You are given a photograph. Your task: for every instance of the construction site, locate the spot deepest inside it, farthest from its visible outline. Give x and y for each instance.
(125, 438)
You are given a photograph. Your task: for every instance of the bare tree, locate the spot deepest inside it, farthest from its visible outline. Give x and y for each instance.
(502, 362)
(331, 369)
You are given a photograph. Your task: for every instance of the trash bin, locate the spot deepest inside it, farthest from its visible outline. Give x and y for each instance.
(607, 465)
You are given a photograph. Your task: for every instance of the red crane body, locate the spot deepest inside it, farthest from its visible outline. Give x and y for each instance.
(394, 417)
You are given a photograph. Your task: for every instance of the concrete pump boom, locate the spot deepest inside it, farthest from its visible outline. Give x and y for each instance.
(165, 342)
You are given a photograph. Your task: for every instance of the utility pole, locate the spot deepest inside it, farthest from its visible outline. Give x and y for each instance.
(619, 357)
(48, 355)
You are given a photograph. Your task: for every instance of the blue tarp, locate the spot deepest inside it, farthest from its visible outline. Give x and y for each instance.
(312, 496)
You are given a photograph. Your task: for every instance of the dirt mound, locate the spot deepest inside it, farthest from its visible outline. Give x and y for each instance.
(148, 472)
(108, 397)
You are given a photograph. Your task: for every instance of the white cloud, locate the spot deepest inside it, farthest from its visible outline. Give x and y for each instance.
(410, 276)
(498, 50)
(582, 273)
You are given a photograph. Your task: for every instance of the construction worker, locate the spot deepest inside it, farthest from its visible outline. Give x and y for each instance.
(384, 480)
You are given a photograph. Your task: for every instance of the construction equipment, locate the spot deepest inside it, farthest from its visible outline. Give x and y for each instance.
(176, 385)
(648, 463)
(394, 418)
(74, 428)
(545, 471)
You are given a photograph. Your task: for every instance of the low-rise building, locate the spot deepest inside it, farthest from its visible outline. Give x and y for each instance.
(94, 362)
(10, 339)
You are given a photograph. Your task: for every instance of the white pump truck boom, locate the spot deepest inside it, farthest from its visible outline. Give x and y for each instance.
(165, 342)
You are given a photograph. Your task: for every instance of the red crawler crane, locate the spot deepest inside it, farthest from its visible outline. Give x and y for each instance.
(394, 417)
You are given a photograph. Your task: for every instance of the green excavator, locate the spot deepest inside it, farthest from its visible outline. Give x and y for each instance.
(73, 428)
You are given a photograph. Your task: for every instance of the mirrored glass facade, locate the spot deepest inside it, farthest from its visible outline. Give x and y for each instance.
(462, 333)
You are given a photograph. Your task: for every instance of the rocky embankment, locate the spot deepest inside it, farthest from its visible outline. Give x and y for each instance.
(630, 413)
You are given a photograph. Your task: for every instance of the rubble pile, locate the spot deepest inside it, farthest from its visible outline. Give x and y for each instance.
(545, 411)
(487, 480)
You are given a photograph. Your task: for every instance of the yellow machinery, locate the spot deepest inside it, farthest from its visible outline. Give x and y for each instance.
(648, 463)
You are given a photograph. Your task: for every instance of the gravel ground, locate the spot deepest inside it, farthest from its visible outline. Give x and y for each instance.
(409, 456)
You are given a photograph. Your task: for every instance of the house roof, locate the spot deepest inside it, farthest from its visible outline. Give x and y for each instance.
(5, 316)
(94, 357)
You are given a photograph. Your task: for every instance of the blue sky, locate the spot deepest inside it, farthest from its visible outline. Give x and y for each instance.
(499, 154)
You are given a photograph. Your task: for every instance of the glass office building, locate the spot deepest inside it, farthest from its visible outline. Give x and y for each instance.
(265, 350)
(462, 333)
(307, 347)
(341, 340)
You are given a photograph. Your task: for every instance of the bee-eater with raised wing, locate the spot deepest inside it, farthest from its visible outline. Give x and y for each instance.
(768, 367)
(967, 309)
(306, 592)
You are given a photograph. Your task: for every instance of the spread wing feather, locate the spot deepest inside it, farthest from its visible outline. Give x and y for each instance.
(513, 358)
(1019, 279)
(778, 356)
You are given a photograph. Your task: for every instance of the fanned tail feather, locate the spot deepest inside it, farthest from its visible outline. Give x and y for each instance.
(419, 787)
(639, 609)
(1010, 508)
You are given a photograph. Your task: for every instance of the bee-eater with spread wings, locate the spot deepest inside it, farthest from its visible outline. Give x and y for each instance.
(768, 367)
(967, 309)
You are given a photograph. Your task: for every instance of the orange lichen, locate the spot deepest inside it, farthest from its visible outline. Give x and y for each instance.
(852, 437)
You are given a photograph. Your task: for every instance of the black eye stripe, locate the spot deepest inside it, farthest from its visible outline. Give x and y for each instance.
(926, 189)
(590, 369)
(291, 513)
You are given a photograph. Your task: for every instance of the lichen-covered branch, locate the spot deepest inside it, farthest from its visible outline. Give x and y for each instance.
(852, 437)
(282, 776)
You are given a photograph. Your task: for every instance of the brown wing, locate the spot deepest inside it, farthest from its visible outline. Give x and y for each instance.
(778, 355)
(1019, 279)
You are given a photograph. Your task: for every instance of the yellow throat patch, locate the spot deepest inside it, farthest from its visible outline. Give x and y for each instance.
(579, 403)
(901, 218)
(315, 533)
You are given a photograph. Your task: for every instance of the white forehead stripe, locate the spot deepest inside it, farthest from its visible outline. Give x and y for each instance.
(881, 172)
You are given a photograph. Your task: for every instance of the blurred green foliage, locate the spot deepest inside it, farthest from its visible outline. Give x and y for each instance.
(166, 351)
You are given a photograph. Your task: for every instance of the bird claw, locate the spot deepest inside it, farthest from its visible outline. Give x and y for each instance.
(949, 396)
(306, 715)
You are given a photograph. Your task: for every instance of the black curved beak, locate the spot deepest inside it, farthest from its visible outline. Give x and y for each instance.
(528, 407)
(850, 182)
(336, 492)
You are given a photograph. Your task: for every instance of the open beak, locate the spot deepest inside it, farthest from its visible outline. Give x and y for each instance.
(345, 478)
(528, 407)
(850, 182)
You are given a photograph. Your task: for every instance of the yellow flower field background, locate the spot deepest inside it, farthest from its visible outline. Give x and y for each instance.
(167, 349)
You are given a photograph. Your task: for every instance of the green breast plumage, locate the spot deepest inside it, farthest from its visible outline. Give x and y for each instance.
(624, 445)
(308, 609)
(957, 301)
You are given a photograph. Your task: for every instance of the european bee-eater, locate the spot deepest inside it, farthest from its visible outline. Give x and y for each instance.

===============

Written exercise: Reproduce the listing above verbatim, from first line to last.

Final result:
You are given a photograph. Your task: for every instance of the construction site, locate the spot deepest inside it, farthest from its visible outline. Give x and y for each instance.
(125, 438)
You are given a photograph. Your task: for every instance of the bare tree, locate the spot deepest inside it, farthest from its visible outline. Give x and y for each instance.
(502, 362)
(331, 369)
You are given a photograph. Your task: for every instance of the trash bin, locate the spot deepest inside it, farthest from its visible outline. Give x and y for each instance.
(607, 465)
You are given a photograph. Your task: for every instance of the red crane body, locate the spot deepest inside it, farthest from its visible outline. Give x and y for each instance.
(394, 417)
You are given a photograph. Your task: for every instance of the concrete pump boom, locate the spot deepest inside it, farthest from its visible outline. Give x and y for each instance.
(165, 342)
You are given a photograph. Your task: for every instance of the utility pole, locate the spot deepest inside it, farthest from its visible outline. Give x and y for each instance.
(619, 357)
(48, 355)
You are given a photograph. Your task: for every instance of the blue tarp, locate the spot deepest inside it, farthest from its visible outline. Give x and y for each instance.
(312, 496)
You are given a photograph. Your task: for every instance of the dirt mound, locate the spot deepest inside it, farthest from its visible outline. Give x and y for each instance.
(148, 472)
(108, 397)
You are given a photograph. Your task: for every instance of the white cloud, locate the spot deepest inside it, farthest from its visible outline. Give x and y for each instance.
(410, 276)
(498, 50)
(582, 273)
You are given a photograph. Your task: for every instance of the construction worker, locate the spot deepest inside it, farthest from its visible outline. Give x and y for each instance.
(384, 480)
You are given a photograph. Your task: for every instance of the construction equipment, locate the spot deepest inside it, farthest from its visible outline. Give x and y for each instance.
(176, 385)
(648, 463)
(394, 418)
(74, 428)
(545, 471)
You are given a photograph. Your task: for every instance of the low-rise building, locate the spot deepest inside it, farthest from its visible outline. Give x and y for each instance.
(94, 362)
(10, 339)
You are given a photograph. Your task: for every instance of the white pump truck boom, locate the spot deepest inside it, farthest from its visible outline. Give x and y for each instance.
(165, 342)
You are given a photograph. Your task: for every instance of the red crawler crane, locate the spot deepest inside it, farthest from its visible outline. Give x and y for each instance.
(394, 417)
You are given a photograph. Your task: for every instance of the green excavator, locate the spot deepest inside it, farthest from its visible outline. Give x and y for each instance.
(73, 428)
You are given a photograph. Your task: for every instance of the mirrored glass facade, locate the spot deepest inside it, farthest from its visible outline. Give x and y for each instance.
(462, 333)
You are given a photograph. Your task: for every instance of the rocky embankment, locate the spot deepest inside it, farthest from its visible outline. Give x and y for each instance.
(630, 413)
You are given a photograph. Your task: for every instance of the rubble pile, locate the spot deepest inside it, farthest from its visible outline. Give x and y for each instance.
(545, 411)
(487, 480)
You are given a photograph. Your task: for every instance of the yellow machinery, locate the spot deepest inside it, farthest from its visible outline. Give x and y for each instance.
(648, 463)
You are given a photograph. Your task: for every instance of the gravel ground, locate the spot deepest inside it, farthest from its visible outline. Give x and y for each instance.
(409, 456)
You are given a photograph. Your task: for every instance of the house roof, locate the spot deepest inside it, farthest from its visible outline. Give x and y for each instance.
(5, 316)
(94, 357)
You are given a photograph. Your task: for every instance of the blue sky, locate the spot deepest inside it, farthest from its visible outline. Give x and y for each instance.
(499, 154)
You are given a photograph. Your task: for every instance of the glass office building, locate the spot deepest inside it, farthest from its visible outline. Give x and y for each instance.
(265, 350)
(462, 333)
(307, 347)
(341, 340)
You are given a photograph. Your task: for every instance of the bee-eater with raised wing, locate the spot deepest inside it, farthest from its visible outline. Give x and y for each instance.
(768, 367)
(967, 309)
(306, 592)
You are given a photograph. Your task: for every instance of the spread wing feather, locate the spot deepest inside it, farthest from its visible outline. Give x and y for each instance.
(513, 358)
(1019, 279)
(778, 356)
You are given a photograph. Your task: for every instance of the fanned tail feather, locate the spot deepest inside it, farthest from its visible outline. Give x and y for each instance.
(419, 787)
(639, 609)
(1010, 508)
You are given a photograph. Your task: for every instance of the bee-eater with spread wings, locate the spot deepest inside it, farthest from its visible outline. Give x and y for each instance.
(768, 367)
(967, 309)
You are given a photograph. Your task: for every instance of the orange lichen, locate the spot deepest inside it, farthest from its visible outline. Give x and y for each instance.
(852, 437)
You are given a photograph. Your task: for every instance of the black eye stripe, locate the spot deepest inside it, farthest from its visible outline. Give x and y for each instance.
(926, 189)
(590, 369)
(291, 513)
You are given a photograph. Your task: for every instance of the lichen-covered branch, locate the spot deepest inside it, farthest from its visible outline. Give x and y for each instance.
(852, 437)
(282, 776)
You are given a photograph. Your task: for every instance of the brown wing, locate the spot deepest inside it, farthest from its visible outline. Give x and y for each instance.
(778, 355)
(1019, 279)
You are given a photograph. Your task: for every instance of the yellow throat patch, locate the spot deepest inside it, farthest from its visible outline. Give x and y for each instance.
(579, 403)
(901, 218)
(315, 533)
You are given a photograph. Your task: for every instance of the white forehead stripe, locate the spot deepest inside it, farthest from its visible outline. Give x and y for each instance.
(881, 172)
You are given a photograph. Your task: for every instance of the blurred green foliage, locate the spot deepest inside it, farthest from its visible outline. Give x and y for each instance.
(166, 351)
You are given a photograph. Your task: for every instance of the bird claw, locate the spot deepest inside it, farthest from its visible outline. Give x and y for each instance.
(949, 396)
(306, 715)
You are given a photograph. Your task: for every instance of the black curved beak, locate the spot deepest inside it, farthest from its visible outline. Give x and y for each instance.
(528, 407)
(850, 182)
(336, 492)
You are given a photograph. Your task: for every instance of the open beak, locate the spot deepest inside it, farthest from its visible outline. Give x and y for each instance.
(345, 478)
(528, 407)
(850, 182)
You are given a photograph. Your task: for every instance of the yellow flower field background, locate the spot deepest inside it, farthest from its visible outline. Give x and y for each instance.
(167, 349)
You are given a photograph. Your task: for every instance of the green breast plumage, locate the spot deepest inside it, farthest from its visible outline. Give x and y for each instance.
(624, 445)
(308, 609)
(957, 301)
You are given a photograph. Your task: for every instance of the european bee-eater, locate the spot deepest inside it, farthest from its visible outline. Give x and y for each instance.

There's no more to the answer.